WHAT IS REQUIRED:
Retype each of the rows below verbatim, keeping every character and line break unchanged.

SUPPLIED MATERIAL:
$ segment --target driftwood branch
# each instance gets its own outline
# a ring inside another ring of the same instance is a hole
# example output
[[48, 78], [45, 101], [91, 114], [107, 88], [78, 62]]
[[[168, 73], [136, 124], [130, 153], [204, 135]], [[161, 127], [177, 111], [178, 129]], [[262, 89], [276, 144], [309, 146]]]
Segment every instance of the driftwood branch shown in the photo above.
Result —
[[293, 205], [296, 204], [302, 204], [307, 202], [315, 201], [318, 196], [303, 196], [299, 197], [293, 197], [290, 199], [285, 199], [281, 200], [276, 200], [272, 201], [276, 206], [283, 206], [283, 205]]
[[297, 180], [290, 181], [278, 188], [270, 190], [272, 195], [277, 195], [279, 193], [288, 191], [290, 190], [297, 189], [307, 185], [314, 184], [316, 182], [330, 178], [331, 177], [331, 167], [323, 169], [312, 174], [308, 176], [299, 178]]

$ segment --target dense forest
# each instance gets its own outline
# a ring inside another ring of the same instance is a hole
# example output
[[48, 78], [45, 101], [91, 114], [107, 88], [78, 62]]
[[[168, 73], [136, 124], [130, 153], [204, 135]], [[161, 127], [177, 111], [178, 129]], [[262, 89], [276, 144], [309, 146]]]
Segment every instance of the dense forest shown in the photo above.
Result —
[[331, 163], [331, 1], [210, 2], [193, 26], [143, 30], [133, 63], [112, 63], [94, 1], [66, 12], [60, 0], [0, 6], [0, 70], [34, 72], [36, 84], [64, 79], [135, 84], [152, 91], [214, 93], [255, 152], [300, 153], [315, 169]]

WRITTEN SOLUTION:
$ segment --target driftwood branch
# each instance gets its own outline
# a ring inside another ring of the same instance is a hole
# example output
[[48, 78], [45, 101], [91, 114], [107, 88], [78, 62]]
[[[168, 73], [136, 124], [130, 153], [204, 135]], [[161, 127], [177, 111], [178, 129]], [[262, 89], [276, 144], [309, 146]]]
Segment every instance of the driftwood branch shown in the photo above.
Result —
[[293, 205], [296, 204], [302, 204], [307, 202], [315, 201], [318, 196], [303, 196], [299, 197], [293, 197], [290, 199], [285, 199], [281, 200], [276, 200], [272, 201], [276, 206], [283, 206], [283, 205]]
[[297, 180], [290, 181], [278, 188], [270, 190], [272, 195], [277, 195], [279, 193], [288, 191], [290, 190], [297, 189], [307, 185], [314, 184], [316, 182], [330, 178], [331, 177], [331, 167], [323, 169], [312, 174], [308, 176], [299, 178]]

$ segment --target dense forest
# each instance gets its own outline
# a ring inside another ring of the same instance is a hole
# example output
[[48, 78], [45, 101], [91, 114], [107, 88], [78, 62]]
[[[168, 73], [136, 124], [130, 153], [204, 135]], [[161, 127], [177, 111], [178, 129]], [[262, 89], [276, 144], [309, 146]]]
Segment every instance of the dense forest shown in the photo above.
Result —
[[331, 163], [331, 1], [210, 2], [193, 26], [143, 30], [133, 63], [112, 63], [94, 1], [66, 12], [60, 0], [0, 6], [0, 70], [34, 72], [36, 84], [64, 79], [135, 84], [152, 91], [214, 93], [255, 152], [300, 153], [315, 169]]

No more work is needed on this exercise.